» **Exercise prompt**
Give back every line of the items below word for word, leaving out the pictures.

» **Material provided**
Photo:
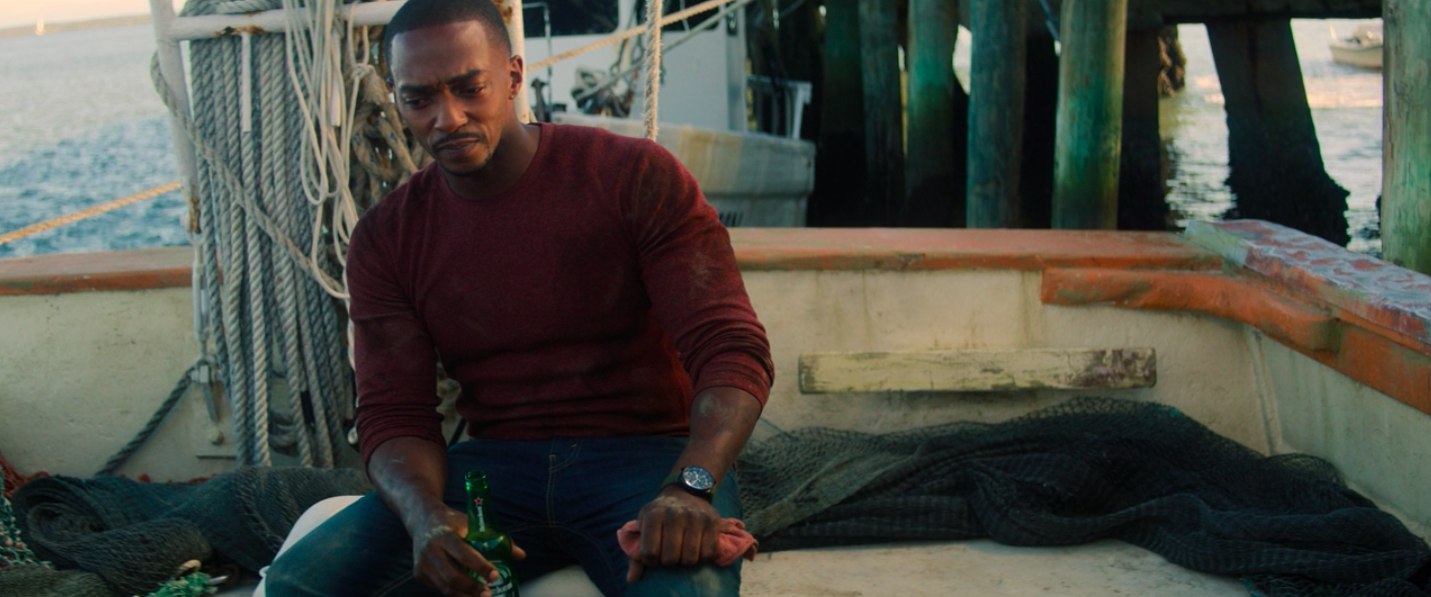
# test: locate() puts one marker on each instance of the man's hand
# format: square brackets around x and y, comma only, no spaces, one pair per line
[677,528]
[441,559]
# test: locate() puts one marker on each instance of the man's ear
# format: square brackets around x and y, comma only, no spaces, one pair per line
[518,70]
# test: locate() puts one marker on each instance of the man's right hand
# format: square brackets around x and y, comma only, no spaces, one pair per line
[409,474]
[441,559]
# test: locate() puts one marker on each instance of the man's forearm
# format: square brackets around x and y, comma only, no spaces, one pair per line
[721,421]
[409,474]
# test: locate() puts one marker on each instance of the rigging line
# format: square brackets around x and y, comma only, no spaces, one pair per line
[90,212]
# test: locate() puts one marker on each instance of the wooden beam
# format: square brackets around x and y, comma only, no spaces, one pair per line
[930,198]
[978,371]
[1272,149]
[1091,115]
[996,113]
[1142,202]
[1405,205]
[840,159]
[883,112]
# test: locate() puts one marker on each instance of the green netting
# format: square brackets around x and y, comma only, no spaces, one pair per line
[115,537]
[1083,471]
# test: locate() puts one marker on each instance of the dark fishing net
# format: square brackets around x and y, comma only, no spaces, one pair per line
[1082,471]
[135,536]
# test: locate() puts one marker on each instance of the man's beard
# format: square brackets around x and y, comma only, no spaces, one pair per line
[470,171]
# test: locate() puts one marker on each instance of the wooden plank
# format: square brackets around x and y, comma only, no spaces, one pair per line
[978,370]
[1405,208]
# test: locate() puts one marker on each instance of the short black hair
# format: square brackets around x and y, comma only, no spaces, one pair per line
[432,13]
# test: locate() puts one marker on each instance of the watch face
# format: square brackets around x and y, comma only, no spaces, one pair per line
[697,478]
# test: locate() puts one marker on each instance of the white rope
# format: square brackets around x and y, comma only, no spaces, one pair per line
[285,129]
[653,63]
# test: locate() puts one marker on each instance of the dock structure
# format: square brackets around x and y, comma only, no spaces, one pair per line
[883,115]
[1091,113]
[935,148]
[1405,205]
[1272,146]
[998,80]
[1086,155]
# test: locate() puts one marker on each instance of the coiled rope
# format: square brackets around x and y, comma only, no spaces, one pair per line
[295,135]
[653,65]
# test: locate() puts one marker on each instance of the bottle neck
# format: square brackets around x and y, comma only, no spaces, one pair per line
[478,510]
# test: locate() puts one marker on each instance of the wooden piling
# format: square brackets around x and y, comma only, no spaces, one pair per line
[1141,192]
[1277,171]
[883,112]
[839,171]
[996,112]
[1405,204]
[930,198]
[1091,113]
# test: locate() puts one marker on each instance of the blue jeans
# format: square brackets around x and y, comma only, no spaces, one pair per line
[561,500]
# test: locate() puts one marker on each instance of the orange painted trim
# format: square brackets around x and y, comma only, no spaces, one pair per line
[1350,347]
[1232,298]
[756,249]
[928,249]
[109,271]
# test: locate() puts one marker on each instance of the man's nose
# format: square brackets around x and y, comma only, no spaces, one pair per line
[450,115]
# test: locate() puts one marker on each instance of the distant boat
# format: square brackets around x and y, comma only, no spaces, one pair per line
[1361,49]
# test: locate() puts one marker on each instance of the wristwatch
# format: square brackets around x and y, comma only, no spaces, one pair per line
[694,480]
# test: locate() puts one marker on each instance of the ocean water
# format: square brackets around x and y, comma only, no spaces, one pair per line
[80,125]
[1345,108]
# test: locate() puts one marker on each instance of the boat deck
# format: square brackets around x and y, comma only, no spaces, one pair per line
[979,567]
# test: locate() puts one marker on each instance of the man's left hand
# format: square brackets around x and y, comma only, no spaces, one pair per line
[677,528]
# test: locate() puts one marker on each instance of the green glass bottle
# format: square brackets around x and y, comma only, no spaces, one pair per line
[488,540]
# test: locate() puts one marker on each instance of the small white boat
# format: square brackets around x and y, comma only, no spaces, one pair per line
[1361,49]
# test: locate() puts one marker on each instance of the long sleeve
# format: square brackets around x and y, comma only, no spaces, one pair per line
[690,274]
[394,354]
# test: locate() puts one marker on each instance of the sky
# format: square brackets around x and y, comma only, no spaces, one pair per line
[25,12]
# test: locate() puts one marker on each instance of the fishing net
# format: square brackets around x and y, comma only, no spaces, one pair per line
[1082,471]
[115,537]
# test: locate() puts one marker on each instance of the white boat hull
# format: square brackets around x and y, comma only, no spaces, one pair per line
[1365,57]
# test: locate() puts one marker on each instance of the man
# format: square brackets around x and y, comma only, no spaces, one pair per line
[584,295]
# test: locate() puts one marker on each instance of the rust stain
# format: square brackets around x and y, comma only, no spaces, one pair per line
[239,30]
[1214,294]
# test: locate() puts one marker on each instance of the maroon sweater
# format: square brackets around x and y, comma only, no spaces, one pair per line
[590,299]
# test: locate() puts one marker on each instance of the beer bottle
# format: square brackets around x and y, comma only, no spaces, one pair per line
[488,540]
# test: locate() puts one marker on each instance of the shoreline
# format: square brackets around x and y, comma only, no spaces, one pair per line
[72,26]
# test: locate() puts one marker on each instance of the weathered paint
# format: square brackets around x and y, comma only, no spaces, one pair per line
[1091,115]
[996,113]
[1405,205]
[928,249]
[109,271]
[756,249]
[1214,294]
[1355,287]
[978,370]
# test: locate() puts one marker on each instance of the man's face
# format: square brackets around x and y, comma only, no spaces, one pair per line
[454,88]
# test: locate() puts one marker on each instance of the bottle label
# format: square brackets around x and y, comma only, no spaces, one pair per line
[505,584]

» **Answer to the exercise**
Photo:
# test: locate() puts one marker on each instance of the man's hand
# format: square brackets around x and y, comma only, no spaces, one pair per line
[677,528]
[441,559]
# test: locate() puts one marker on each instance of the man's ear
# format: square brackets around x and y, comma only, no spaces, one pair per line
[518,70]
# test: locate() puts one marker on each instance of the man's right hand
# format: square brackets around x and y, comma only, no spaces, one pair per line
[409,474]
[441,559]
# test: locate() puts one marker on each instance of the man's forearm
# format: square brackets around x and y, comma only, no spaces, one pair per line
[721,421]
[409,474]
# test: locate() puts one marker on each instance of the rigging line
# format: square brackets around x and y, comma only, no spaces, one pair per line
[90,212]
# test: locate() puts one marker on each instance of the wooden beam
# format: square brackets around x and y, comma only, no spaces, one pair per line
[930,198]
[978,371]
[1272,149]
[1091,115]
[996,113]
[1142,202]
[1405,205]
[840,159]
[883,112]
# test: locate() puts one marker on each instance of the green netting
# format: square brackets around x and y, comma only, no spaces, one pair per line
[115,537]
[1083,471]
# test: locate() puts one marker on each instance of the dark fishing net
# format: square brackets around x and y, comma only, no spaces, one pair per line
[1082,471]
[135,536]
# test: locate() puts one marker on each instance of the man's beard
# format: square brackets around x and y, comma only, no spaces, one pair per line
[470,171]
# test: locate() puts one marker on each instance of the wooden plank
# format: square brackets around x and y, comma only, no spaces, one pair per line
[978,370]
[1405,208]
# test: locate() puts one marker on each instance of the short black hair
# format: square brackets around x and y, comma only, no spaces, one pair per line
[432,13]
# test: locate() puts one marker on each instance of the watch face
# format: square brackets around x and y, comma only, no spaces, one pair per line
[697,478]
# test: locate() puts one marker on each instance of the white rope
# format: square brackets around x and y, comma only, no spaces, one pair per line
[285,129]
[653,63]
# test: locate() puts one marker on each instance of the dock structure
# format: square brackets around x and y, comma only, no spaces, one pair per line
[883,115]
[1091,113]
[935,148]
[1405,205]
[1272,146]
[998,80]
[1086,155]
# test: locate() puts one marker on each instance of the coiled rope
# format: square brackets around x and y, comma only, no spaces, one pair per line
[295,135]
[653,65]
# test: locate() puts one marker on each instance of the bottle neck
# format: square brackets around x and y, comma only, no spaces, one pair per line
[478,510]
# test: locate() puts one marker on each instance of the wooden piling
# format: square brackets around x and y, comma only, no spaces, one pair per line
[1141,192]
[1277,171]
[883,112]
[839,171]
[996,112]
[1405,204]
[930,198]
[1091,113]
# test: locate() puts one marker on each instance of the blue jeans
# format: square brackets around x and y, comma only, no spaces, one pair per line
[561,500]
# test: locate() puts one marker on each instance of the orange painted trim
# format: square brackets around x and y, comma only, no spaces, one pair per line
[1350,347]
[1232,298]
[756,249]
[928,249]
[109,271]
# test: locate() puts one marker on each instance of the man's nose
# format: square brackets around x and y, comma only, no spaces, one pair per line
[450,115]
# test: locate() puts one marker on each instance of the distant boat
# format: square brackets around x and y, comma only, no spaces, one pair per line
[1361,49]
# test: locate() puts one marker on each instance of the wristwatch
# format: square brackets around x and y, comma only, no spaces, one pair per line
[694,480]
# test: locate() puts one marker on each instance of the ocean water
# format: square brackets around x and y, comma only, no spaces, one pair per line
[80,125]
[1345,108]
# test: locate() puts one marker on each instance of the boat deck
# format: square brackets around x and y, comma only, no spaces, one pair per line
[979,567]
# test: locate() puts one marker on each instance of the man's left hand
# format: square brackets around x and y, comma only, no spaces, one pair per line
[677,528]
# test: locate() puts one marker on each instance of the green glass bottle
# format: square brackets around x and y, comma only, no spaces, one pair per line
[488,540]
# test: locate() puts one marker on each instance of the small white boat
# format: square brackets around x and y, comma only, no spaces, one pair per line
[1361,49]
# test: locate() puts one marker on each instance of the long sleeve
# format: square brackets around x and y, comma only, no spaces, one pair per line
[690,274]
[394,354]
# test: locate() puts one marker on each instance of the sky
# format: square brackets around x and y, comma only, no spaces, one pair per line
[25,12]
# test: locate() puts one marker on each instance of the fishing net
# format: square brackets around x and y, comma only, no spaces, one pair per line
[1082,471]
[115,537]
# test: locate() puts one marker on each instance of the white boat hull
# format: square brackets around x and y, comma only, no spaces, one pair per line
[1365,57]
# test: locate() puts one marker on each instance of the man
# format: square brackets around x and y, comma only, no spaces, one pair per line
[584,295]
# test: locate() puts one marker on each instance of the rust stain
# format: square brackets around x and y, comma only, no spaces, one pair per line
[239,30]
[1214,294]
# test: locate() puts one marker on each instance of the maroon sweater
# format: square brackets around x and y, comma only, no spaces, one pair per line
[590,299]
# test: locate() puts one marker on each instance of the beer bottle
# format: square brackets around x and y, comma only, no spaces, one pair per line
[488,540]
# test: locate() puts one marker on each instance of the shoreline
# format: square brackets around x and y, comma only, no spaces, one pair per line
[72,26]
# test: locate() puts one marker on each instance of the weathered paint
# format: square brackets around x and y, comma only, no spaces, one pair per line
[1091,115]
[996,113]
[1405,205]
[928,249]
[109,271]
[756,249]
[1214,294]
[1355,287]
[978,370]
# test: locate() puts one marker on each instance of the man's face
# format: square brackets around x and y, comma only, no spaces, one pair per line
[454,88]
# test: locate() puts one marker on each instance of the bottle label
# format: square brackets around x and y, comma only, no spaces, one pair per line
[505,584]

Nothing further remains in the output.